Fragmento:

◆ ◆ ◆ ◆ ◆

Entre todas las cosas extraviadas en la isla de Montreal en estos días, lo que más se añora es ese pasatiempo terminológico al que solíamos entregarnos los hispanohablantes. Más o menos el asunto sucedía así: sumergidos en la doble marea de las palabras inglesas y francesas, al tropezar con otro hijo de nuestra lengua le extendíamos la mano y la sonrisa para iniciar un amable certamen de resonancias cruzadas; nuestro interlocutor, a su vez, estaba obligado a disfrazarse de exabruptos mexicanos, ocultar sus ecos costarricenses, cancelar sus sonsonetes colombianos o disolver su verborrea de madrileño trasplantado, según lo dictara su propia nacionalidad. El juego no solo exigía dominar cualquier conato de carcajada, sino desplegar habilidades de contorsionista verbal, pues, si acaso los dichos uruguayos o los refranes boricuas resultan accesibles para los hijos del Golfo de México, en contraparte es poco menos que imposible reproducir los requiebros de Oviedo o las curiosas modulaciones de Panamá —y mejor no hablar de las frases ecuatorianas que suelen mover los subjuntivos de su lugar—. Y daba gusto, ¡cuánto gusto!, saber que todos triunfábamos en la patria esencial, única y heterogénea, de la lengua castellana.

Por lo demás, el regocijo cambiaba de color cuando uno tropezaba con migrantes venidos del mismo pasaporte. Entonces se producía un júbilo diferente al recordar las voces regiomontanas, o al evocar los gritos guanajuatenses, o al actualizar los giros fronterizos de Tijuana tanto como las jergas chicanas en California. En esa época anterior a los confinamientos, la isla de Montreal desafiaba las habilidades del buen jugador de palabras, y junto a otros mexicanos era posible imitar lo yucateco o conjugarse con tonillos de Chihuahua, sin olvidar, claro que no, los archiconocidos retumbes de Tepito llegados a nuestra conciencia desde los paseos familiares por el Zócalo, los domingos familiares en la Alameda Central o las tardes de cervezas solitarias en el Salón Corona, muy allá, en la Ciudad de México de todos nosotros... Es menester decirlo: el triunfo, aunque efímero, era siempre uno, pues poca gente domina el arte de adjetivar atardeceres con la inminencia de los mosquitos frente al río Pánuco.

◆ ◆ ◆ ◆ ◆

Datos extraídos:
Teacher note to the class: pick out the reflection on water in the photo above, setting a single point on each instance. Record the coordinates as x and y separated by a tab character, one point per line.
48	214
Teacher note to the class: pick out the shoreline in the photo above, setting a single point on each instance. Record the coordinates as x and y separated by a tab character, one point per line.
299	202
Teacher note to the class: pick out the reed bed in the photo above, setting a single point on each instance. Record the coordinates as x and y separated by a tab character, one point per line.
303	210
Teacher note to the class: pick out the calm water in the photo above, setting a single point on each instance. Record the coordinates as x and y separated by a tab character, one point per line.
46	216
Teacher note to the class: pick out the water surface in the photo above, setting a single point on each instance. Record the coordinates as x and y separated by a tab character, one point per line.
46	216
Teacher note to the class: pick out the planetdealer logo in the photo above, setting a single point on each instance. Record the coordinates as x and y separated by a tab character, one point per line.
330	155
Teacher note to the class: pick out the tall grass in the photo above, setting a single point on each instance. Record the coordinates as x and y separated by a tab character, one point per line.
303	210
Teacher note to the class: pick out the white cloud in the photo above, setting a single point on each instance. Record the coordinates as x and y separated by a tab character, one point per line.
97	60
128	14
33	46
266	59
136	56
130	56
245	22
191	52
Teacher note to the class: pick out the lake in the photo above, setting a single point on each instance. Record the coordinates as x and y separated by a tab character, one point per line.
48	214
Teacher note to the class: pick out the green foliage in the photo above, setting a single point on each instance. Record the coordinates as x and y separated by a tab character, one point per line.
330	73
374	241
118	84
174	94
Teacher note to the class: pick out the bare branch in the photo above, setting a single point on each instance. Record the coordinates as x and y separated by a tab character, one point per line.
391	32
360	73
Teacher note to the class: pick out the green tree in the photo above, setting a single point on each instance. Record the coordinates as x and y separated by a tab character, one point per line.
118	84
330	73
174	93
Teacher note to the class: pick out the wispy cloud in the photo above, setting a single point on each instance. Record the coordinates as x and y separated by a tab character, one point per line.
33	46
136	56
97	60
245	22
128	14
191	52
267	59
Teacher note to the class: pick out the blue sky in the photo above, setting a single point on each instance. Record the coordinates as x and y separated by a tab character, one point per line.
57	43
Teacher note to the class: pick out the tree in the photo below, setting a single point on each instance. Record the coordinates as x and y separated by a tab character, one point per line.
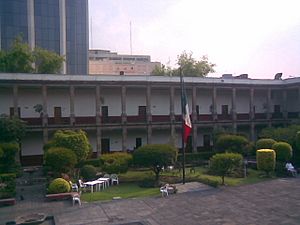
155	156
18	59
11	129
190	67
77	141
224	163
47	61
162	71
21	59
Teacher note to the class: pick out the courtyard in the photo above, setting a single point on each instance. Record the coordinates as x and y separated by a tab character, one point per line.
270	202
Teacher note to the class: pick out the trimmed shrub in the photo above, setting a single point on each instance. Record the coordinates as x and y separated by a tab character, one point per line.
115	162
7	185
192	158
283	151
8	158
61	160
265	159
155	156
77	141
59	185
224	163
265	143
88	172
232	143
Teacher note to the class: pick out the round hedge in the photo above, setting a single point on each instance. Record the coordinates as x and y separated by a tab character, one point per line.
59	185
88	172
283	151
60	159
265	159
265	143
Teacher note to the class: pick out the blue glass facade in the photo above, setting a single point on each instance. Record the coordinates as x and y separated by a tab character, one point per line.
47	28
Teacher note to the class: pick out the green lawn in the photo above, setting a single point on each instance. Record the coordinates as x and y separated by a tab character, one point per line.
128	188
123	190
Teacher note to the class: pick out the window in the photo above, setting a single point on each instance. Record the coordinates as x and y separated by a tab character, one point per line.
224	109
138	142
12	112
105	145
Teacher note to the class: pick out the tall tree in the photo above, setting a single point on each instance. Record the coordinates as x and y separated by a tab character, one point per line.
191	67
21	59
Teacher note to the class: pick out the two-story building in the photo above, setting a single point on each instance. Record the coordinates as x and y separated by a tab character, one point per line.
125	112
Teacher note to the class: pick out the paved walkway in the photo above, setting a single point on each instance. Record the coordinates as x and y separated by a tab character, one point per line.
275	202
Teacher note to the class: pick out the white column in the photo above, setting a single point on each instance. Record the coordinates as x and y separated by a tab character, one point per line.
62	32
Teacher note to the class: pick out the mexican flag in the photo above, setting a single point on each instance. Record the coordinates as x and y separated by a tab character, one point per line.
186	117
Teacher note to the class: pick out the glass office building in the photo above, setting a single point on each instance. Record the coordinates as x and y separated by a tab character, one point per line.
56	25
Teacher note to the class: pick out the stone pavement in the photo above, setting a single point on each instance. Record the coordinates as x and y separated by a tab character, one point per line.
275	202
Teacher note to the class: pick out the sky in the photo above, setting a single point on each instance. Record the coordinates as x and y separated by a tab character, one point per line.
256	37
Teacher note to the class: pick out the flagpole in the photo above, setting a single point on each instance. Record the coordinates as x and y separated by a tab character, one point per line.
182	136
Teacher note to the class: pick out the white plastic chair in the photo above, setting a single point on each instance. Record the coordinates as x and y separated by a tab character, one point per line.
74	186
114	179
164	191
76	198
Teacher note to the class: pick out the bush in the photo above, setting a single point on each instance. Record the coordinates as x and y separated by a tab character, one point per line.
265	159
283	151
77	141
265	143
8	158
224	163
61	160
59	185
88	172
155	156
232	143
115	162
7	185
195	158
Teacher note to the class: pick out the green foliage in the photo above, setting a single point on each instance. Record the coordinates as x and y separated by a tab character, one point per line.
7	185
223	164
8	158
265	159
88	172
283	151
195	158
285	134
60	160
161	71
296	155
265	143
77	141
59	185
21	59
155	156
11	129
18	59
190	67
115	162
47	61
232	143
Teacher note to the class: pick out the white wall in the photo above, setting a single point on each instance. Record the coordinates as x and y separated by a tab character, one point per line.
28	98
112	99
32	144
6	100
160	101
224	97
204	100
242	101
85	102
134	98
58	97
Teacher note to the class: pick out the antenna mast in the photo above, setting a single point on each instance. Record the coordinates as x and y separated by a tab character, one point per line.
130	40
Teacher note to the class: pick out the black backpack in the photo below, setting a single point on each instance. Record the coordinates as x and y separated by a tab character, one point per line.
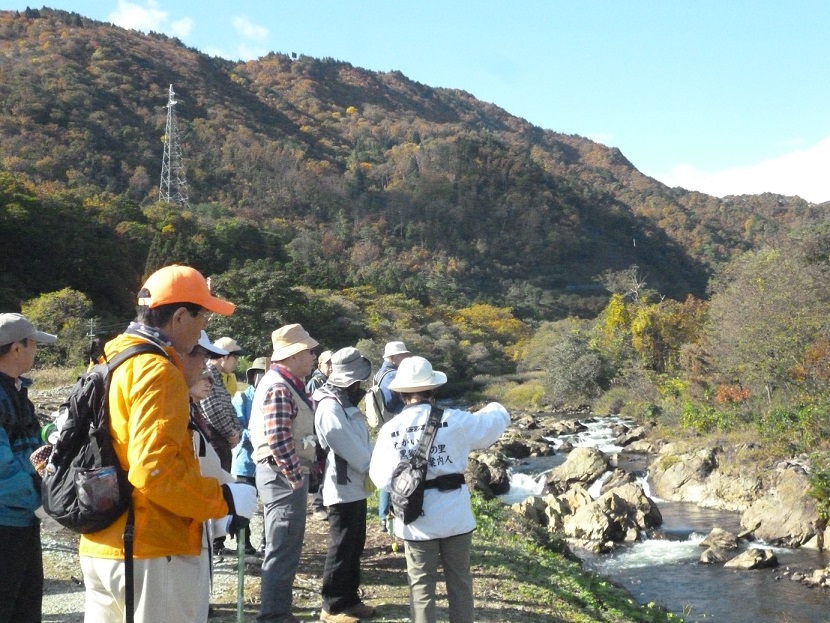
84	486
406	491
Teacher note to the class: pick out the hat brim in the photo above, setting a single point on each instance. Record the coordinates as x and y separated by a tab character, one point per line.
292	349
436	380
43	338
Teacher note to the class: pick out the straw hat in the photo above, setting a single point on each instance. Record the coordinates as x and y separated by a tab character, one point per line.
290	340
415	374
348	366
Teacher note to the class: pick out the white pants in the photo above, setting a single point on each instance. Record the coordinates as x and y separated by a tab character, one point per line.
166	589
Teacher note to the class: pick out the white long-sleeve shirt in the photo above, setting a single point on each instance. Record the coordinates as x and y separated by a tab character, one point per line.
445	513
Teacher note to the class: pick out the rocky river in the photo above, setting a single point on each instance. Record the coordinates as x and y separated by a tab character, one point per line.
676	525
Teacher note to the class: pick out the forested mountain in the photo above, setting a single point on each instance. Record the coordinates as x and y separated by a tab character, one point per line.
354	177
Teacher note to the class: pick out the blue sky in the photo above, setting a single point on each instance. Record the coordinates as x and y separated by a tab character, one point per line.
725	97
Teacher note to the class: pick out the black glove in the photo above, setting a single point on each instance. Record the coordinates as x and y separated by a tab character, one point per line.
238	522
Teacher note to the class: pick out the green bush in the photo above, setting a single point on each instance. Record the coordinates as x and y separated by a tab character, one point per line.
802	427
530	395
611	402
705	419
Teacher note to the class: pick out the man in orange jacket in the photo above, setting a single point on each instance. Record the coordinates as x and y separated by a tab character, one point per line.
149	412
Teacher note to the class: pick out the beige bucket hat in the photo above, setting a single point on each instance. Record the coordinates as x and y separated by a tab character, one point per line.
415	374
290	340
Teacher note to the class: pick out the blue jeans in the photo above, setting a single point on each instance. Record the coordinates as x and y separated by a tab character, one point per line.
285	516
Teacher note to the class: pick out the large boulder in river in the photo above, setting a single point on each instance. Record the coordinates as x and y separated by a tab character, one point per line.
714	555
696	477
753	558
583	465
785	514
682	477
619	515
488	474
720	539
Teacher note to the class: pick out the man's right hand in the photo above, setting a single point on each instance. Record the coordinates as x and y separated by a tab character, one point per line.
241	499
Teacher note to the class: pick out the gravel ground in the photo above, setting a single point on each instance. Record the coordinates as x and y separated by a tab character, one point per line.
63	593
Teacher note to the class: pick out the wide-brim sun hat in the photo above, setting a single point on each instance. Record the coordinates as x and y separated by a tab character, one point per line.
204	342
229	344
15	328
182	284
290	340
349	366
260	364
415	374
395	348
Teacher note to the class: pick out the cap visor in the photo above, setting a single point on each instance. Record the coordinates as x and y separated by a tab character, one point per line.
218	306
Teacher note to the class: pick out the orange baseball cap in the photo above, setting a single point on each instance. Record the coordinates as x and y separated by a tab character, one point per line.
182	284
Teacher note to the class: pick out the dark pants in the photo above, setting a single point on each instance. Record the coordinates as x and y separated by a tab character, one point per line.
225	453
285	510
21	574
341	575
250	480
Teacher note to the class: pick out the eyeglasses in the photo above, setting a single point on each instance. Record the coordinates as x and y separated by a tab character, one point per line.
202	313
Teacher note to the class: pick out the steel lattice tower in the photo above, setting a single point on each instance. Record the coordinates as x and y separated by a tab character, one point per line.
173	186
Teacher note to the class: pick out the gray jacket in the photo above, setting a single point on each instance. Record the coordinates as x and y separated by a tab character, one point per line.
344	435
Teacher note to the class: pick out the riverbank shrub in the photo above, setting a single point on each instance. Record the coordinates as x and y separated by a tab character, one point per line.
703	418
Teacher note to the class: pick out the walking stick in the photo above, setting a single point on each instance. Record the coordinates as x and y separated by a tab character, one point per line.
240	584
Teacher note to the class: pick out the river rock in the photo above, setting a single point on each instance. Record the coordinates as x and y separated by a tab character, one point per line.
630	436
682	477
583	465
488	474
785	514
643	446
714	555
695	477
525	422
618	516
720	539
753	558
565	427
618	478
532	508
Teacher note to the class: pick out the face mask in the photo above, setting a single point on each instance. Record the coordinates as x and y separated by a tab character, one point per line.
356	393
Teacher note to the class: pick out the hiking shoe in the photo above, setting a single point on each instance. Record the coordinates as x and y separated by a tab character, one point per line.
340	617
360	611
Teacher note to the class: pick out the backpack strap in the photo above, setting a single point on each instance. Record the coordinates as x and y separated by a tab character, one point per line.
129	527
132	351
430	429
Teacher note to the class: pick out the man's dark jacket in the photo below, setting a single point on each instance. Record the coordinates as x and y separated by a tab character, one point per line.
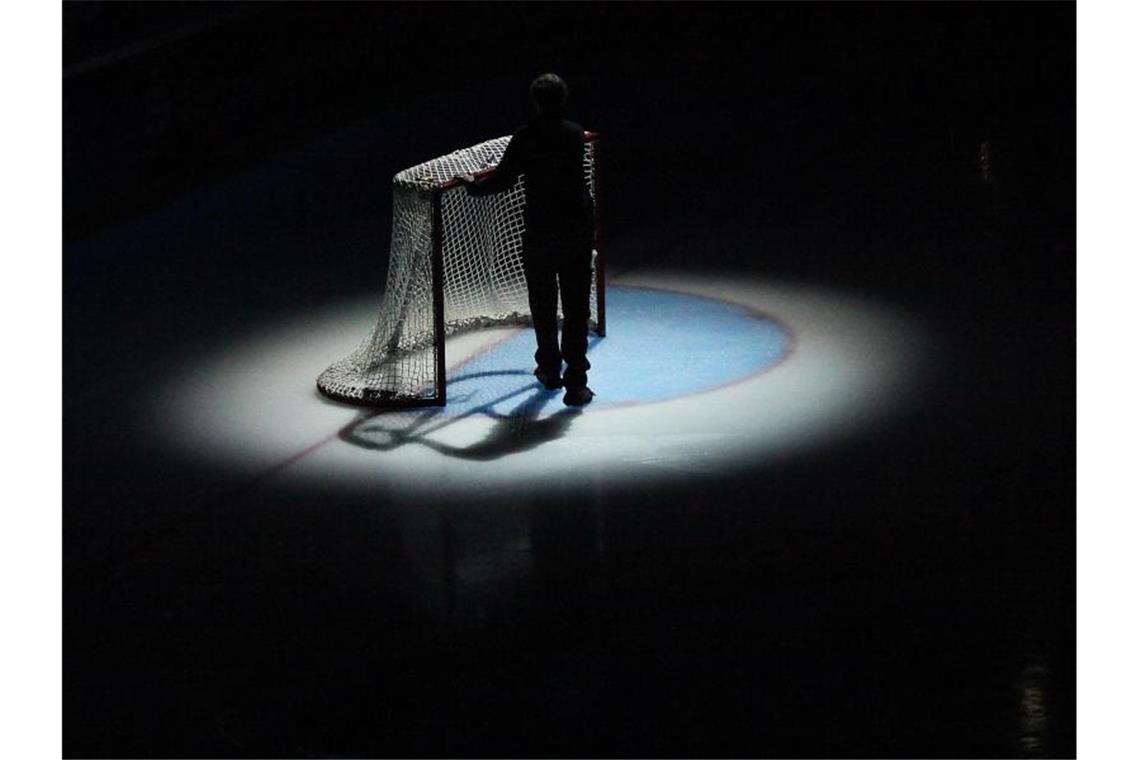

◆ ◆ ◆ ◆ ◆

Requisitos del problema: Prosigue el texto sobre el juego de palabras entre hispanohablantes en Montreal a partir de su última oración. Los registros no son necesarios para esto.

Respuesta del ejercicio:
Aunque, por supuesto, el día más memorable le pertenece a la señora Martha, en un centro comercial, al salir de la estación de metro Atwater. En aquella vida pre-pandémica que hoy nos parece tan lejana, en una tienda de ocasión, ella también resultó hija de la avenida Hidalgo…, y no lo podía creer, señor, y qué chiquito es el mundo, señora, y si la isla de Montreal es un pañuelo, Tampico es una cáscara de nuez repartida en medio mundo. Cosas así nos dijimos, cuando, para no traicionar el conocido juego de los expatriados en el Polo Norte, comenzamos a fingirnos diferentes: de repente, ella se dijo guatemalteca mientras yo fui a esconderme un poco entre los silabeos de Cartagena de Indias, aunque más temprano que tarde emprendimos el regreso a la Plaza de Armas.

Nos hablábamos fuera de casa con palabras heredadas, o, si se prefiere, nos pronunciábamos extranjeros en la identidad común de los verbos emparentados con el agua de jobito. Y mientras Tampico se hacía cada vez más inevitable en aquella charla, diríase que san Agustín volvía a triunfar en la isla de Montreal. En efecto, “en la expresión del rostro, los guiños de los ojos, los movimientos de los demás órganos, el sonido de la voz, por donde se manifiestan las impresiones del alma” —al respecto, ver el Libro I de “Las confesiones”—, allí, en el subsuelo evidente de nuestros gestos, se había infiltrado ya la elocuencia de los semblantes que saben despedirse con las inflexiones más honestas de la playa Miramar.